- Opening Delimiter -

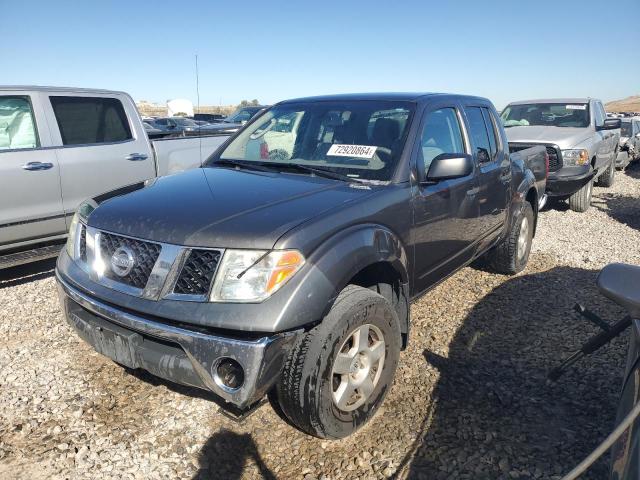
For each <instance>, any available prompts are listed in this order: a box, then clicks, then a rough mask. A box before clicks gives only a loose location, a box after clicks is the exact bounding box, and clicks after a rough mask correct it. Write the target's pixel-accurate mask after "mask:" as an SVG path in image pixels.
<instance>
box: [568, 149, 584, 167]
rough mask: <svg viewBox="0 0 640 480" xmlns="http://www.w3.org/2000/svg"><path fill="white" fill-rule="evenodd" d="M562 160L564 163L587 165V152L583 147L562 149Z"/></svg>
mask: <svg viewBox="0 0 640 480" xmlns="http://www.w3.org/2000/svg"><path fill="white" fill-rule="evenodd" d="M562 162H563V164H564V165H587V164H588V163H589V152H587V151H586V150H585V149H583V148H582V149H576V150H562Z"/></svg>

- Closing Delimiter -
- Opening Delimiter -

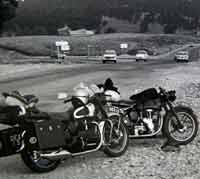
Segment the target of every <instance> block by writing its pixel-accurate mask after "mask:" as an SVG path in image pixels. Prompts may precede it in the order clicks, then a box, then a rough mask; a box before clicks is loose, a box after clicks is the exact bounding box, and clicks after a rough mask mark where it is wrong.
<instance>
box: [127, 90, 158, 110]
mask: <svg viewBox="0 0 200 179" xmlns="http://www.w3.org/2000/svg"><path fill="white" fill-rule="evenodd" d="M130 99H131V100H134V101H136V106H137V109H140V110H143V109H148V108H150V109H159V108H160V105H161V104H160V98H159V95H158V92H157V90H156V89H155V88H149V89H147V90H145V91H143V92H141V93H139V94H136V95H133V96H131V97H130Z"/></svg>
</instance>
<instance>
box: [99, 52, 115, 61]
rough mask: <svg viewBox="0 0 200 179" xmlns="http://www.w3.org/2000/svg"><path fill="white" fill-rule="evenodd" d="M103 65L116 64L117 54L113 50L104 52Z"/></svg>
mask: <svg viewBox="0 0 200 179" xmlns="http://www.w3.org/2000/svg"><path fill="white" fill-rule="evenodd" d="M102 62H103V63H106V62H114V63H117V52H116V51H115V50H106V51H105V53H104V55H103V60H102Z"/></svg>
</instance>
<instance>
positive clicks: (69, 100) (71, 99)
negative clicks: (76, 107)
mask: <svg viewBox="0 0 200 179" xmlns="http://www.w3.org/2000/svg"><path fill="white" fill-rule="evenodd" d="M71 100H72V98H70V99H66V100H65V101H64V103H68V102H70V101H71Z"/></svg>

- Closing Delimiter -

# AIM OF THE EXERCISE
Filter the listing above for the string "after" and copy every matching line.

# FINISHED TASK
For each <instance>, any available prompts are listed in this order: a box, then clicks, then a rough mask. A box before clicks gives only a loose location, a box after clicks is the exact bounding box, and clicks after a rough mask correct it. Write the target's pixel-accurate mask after "mask:" as an SVG path in image pixels.
Segment the target of every <instance> block by writing its pixel-accurate mask after "mask:" as an SVG path in image pixels. Prompts may precede it in the order clicks, then a box, then a rough mask; a box before clicks is loose, a box after clicks is the exact bounding box, and clicks after a rough mask mark where it is wrong.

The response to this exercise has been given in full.